→ **Provided records**:
──────
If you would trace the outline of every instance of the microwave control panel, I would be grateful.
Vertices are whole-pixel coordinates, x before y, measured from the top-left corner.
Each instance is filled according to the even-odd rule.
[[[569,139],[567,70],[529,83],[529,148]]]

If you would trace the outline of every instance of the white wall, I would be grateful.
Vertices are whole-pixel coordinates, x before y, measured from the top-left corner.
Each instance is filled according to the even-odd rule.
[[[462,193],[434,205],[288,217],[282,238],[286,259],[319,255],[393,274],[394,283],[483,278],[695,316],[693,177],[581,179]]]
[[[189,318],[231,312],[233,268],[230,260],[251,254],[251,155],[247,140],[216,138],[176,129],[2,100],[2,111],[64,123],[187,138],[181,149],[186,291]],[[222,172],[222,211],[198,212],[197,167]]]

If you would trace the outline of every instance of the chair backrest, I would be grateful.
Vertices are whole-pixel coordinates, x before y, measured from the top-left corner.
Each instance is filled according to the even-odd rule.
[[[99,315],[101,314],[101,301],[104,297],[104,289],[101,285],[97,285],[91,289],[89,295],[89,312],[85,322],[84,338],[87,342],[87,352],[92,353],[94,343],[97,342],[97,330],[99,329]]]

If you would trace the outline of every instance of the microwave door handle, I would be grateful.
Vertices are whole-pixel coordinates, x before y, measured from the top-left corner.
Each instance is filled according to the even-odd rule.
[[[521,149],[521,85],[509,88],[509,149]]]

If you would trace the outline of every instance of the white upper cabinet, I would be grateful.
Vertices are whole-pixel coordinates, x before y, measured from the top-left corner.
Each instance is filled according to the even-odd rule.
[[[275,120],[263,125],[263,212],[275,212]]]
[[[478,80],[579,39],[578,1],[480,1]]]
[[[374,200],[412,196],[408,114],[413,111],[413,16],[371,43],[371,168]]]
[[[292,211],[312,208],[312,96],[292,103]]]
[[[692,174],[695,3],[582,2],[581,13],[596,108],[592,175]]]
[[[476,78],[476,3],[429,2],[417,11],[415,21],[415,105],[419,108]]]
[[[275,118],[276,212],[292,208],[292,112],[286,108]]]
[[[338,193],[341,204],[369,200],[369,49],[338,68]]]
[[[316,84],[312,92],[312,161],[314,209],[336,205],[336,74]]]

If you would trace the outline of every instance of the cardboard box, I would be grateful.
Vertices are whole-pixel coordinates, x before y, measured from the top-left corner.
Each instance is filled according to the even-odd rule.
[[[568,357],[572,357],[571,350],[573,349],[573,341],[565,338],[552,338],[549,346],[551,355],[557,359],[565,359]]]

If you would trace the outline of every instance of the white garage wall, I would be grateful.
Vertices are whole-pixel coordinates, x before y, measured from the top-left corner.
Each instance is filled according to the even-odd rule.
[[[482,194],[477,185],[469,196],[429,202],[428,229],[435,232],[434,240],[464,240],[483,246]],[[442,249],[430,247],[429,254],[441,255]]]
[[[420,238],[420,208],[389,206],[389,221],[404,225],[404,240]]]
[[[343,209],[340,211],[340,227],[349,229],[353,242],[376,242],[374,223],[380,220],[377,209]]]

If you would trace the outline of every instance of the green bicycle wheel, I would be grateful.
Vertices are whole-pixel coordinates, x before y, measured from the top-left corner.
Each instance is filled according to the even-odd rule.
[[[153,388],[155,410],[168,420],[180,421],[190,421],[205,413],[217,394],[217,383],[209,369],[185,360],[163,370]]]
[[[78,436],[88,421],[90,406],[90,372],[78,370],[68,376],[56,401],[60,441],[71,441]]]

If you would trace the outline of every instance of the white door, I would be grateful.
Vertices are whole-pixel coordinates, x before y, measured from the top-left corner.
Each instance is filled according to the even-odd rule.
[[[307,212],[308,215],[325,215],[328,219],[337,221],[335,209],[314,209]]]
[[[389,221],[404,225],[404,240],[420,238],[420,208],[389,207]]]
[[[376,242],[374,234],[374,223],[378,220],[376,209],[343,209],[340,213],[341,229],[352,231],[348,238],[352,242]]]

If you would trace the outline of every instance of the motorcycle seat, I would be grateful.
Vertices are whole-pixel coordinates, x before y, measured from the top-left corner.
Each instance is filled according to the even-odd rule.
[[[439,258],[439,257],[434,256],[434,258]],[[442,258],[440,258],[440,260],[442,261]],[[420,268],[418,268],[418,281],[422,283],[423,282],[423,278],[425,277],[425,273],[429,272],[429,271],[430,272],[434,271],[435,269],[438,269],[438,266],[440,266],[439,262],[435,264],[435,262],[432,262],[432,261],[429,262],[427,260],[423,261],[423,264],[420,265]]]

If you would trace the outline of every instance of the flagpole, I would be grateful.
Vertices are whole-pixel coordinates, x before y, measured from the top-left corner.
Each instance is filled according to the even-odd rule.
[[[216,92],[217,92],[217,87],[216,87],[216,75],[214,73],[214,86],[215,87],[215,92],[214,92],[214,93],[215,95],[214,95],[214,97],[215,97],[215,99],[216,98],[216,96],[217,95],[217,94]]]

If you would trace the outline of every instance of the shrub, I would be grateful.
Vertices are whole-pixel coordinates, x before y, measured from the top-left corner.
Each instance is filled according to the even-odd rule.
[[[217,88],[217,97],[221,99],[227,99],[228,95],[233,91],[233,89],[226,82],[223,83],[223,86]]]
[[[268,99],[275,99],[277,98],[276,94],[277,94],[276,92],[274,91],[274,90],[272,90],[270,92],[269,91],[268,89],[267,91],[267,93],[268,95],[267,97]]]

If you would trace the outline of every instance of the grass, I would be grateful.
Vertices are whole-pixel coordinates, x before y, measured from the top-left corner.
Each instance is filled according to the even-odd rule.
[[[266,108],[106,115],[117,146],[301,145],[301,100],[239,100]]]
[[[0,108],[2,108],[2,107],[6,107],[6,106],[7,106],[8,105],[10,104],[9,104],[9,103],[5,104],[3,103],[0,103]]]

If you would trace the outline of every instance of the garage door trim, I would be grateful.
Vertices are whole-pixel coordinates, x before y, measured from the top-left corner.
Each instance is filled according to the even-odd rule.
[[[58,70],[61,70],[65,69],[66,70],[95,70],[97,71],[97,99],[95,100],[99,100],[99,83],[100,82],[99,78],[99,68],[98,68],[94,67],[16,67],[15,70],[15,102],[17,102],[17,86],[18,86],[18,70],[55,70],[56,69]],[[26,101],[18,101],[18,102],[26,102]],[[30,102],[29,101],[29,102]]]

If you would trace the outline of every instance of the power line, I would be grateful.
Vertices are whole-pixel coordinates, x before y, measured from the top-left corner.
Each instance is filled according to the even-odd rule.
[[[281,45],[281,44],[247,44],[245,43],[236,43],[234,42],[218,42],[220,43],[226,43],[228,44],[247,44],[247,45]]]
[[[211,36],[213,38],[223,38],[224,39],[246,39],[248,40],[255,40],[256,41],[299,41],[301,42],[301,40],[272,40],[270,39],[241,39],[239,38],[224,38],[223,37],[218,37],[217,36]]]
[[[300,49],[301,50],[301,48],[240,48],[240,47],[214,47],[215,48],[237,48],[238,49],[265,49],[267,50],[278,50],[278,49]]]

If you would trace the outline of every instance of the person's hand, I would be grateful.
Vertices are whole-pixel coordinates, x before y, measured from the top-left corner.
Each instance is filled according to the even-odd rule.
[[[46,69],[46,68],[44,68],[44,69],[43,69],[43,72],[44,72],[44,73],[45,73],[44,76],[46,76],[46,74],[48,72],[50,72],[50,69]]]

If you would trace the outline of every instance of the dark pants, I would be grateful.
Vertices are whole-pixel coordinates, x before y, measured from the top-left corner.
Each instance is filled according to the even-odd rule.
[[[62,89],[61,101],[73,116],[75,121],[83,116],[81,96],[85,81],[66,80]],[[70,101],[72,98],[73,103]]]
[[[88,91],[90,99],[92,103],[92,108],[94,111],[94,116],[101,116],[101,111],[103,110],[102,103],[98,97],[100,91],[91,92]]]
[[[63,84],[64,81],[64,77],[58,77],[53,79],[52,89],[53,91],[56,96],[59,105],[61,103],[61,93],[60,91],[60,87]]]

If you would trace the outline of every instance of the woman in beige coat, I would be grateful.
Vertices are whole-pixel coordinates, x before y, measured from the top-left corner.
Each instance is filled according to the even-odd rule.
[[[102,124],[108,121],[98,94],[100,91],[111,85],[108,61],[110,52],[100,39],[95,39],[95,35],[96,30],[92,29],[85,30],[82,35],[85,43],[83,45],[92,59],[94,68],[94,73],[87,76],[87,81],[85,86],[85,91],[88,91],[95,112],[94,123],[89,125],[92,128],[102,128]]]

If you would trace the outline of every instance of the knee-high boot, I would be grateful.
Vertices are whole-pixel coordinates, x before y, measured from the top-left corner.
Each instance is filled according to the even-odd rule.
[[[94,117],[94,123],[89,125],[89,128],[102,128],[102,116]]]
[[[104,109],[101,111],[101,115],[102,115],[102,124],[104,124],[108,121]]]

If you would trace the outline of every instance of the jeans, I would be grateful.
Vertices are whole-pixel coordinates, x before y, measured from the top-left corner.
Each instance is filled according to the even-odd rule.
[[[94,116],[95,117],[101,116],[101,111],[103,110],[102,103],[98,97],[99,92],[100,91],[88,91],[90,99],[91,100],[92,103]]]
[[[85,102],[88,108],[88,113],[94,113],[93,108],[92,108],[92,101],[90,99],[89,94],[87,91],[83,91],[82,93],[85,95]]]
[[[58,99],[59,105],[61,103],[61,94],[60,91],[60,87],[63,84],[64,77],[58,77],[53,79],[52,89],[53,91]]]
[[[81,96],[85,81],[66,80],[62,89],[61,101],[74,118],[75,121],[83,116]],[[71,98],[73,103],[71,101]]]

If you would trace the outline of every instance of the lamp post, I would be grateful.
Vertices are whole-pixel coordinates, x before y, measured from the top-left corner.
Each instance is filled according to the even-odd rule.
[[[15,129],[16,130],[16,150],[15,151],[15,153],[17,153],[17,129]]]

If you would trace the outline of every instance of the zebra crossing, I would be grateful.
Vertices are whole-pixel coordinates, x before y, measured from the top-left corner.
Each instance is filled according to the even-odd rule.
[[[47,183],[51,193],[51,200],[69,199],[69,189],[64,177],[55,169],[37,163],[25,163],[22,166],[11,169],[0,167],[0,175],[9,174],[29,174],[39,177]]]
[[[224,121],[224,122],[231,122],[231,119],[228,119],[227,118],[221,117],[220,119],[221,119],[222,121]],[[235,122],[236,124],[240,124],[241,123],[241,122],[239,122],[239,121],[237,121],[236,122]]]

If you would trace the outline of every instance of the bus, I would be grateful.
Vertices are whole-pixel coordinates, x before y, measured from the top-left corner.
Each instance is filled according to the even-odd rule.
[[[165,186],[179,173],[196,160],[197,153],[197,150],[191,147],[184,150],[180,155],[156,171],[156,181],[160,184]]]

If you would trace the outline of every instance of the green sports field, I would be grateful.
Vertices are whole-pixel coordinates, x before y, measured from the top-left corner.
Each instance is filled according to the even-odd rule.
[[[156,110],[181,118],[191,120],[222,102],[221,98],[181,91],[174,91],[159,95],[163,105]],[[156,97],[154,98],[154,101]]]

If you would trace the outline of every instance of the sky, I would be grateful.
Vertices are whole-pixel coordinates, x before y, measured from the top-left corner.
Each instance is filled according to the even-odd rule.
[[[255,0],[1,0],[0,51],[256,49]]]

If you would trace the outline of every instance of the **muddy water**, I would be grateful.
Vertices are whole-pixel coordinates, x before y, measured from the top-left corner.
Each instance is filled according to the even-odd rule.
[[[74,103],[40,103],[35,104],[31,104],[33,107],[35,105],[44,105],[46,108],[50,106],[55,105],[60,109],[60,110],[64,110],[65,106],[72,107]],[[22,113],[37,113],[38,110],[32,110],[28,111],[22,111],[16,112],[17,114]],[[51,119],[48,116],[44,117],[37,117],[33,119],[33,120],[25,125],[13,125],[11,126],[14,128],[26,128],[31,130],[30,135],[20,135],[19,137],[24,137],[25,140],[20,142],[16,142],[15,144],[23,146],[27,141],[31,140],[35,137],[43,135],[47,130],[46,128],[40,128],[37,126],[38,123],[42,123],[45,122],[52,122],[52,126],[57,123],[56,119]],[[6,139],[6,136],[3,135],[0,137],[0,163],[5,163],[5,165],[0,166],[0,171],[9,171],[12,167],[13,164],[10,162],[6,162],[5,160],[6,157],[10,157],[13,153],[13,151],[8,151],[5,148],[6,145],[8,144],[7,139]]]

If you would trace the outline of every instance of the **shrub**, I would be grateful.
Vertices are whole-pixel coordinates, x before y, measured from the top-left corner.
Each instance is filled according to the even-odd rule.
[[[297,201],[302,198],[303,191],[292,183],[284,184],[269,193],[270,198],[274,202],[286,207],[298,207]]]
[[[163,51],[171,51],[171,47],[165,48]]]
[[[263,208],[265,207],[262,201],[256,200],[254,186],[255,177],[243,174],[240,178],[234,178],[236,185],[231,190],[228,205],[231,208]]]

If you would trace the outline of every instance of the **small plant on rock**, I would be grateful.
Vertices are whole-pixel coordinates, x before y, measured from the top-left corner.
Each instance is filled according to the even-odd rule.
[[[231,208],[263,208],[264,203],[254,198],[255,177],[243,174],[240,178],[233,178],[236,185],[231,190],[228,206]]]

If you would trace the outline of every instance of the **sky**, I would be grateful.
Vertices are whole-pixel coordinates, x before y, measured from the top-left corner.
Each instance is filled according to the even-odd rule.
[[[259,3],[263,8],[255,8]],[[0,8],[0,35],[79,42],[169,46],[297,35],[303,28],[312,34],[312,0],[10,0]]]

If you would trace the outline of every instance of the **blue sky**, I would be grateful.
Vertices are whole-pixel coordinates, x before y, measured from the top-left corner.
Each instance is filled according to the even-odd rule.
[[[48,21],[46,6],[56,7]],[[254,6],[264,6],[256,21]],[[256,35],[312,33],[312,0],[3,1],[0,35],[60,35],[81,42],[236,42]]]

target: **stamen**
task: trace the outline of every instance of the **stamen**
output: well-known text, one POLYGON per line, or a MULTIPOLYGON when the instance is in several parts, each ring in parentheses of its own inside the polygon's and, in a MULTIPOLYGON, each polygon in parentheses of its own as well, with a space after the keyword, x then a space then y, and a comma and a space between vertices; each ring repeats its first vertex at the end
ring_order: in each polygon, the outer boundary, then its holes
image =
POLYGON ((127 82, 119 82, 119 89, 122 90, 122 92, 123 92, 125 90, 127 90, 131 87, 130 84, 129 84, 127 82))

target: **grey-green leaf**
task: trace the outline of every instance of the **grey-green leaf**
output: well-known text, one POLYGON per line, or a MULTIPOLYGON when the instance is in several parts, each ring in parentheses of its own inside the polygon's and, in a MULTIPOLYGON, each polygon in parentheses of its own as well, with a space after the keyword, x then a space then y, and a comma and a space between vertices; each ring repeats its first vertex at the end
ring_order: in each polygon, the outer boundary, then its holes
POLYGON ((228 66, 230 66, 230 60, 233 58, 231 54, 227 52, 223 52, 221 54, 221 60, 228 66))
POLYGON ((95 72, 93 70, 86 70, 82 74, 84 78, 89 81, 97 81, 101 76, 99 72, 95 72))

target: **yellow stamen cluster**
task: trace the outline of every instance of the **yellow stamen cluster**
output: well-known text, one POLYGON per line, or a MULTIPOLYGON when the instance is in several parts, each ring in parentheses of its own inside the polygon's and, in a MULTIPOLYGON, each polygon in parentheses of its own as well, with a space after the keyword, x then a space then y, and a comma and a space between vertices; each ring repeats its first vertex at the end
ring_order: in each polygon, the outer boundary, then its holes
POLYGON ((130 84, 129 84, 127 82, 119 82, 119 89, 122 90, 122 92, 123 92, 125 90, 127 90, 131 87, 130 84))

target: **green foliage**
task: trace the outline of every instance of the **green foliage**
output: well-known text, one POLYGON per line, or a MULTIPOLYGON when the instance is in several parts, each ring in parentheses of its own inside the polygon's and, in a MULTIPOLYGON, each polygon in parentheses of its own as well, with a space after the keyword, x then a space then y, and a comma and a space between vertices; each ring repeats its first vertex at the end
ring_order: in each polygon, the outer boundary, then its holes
──────
→ **Stated exercise**:
Format the entries between the line containing "field, I would be grateful." and the line containing "[[[255,0],[1,0],[0,51],[256,49]]]", inclusive, as a JSON list of strings with one string per line, omitting blank lines.

→ **Exercise output**:
[
  "If you would trace the outline of every instance of the green sports field, I would be grateful.",
  "Vertices are whole-pixel coordinates, x before y, measured from the top-left corner.",
  "Each instance is filled according to the even-odd rule.",
  "[[[156,110],[181,118],[191,120],[222,102],[221,98],[181,91],[174,91],[159,95],[163,105]],[[156,97],[154,98],[154,101]]]",
  "If you would trace the outline of every instance of the sky, I would be grateful.",
  "Vertices are whole-pixel coordinates, x before y, measured from the top-left corner.",
  "Each instance is filled according to the even-odd rule.",
  "[[[255,0],[1,0],[0,51],[256,49]]]"
]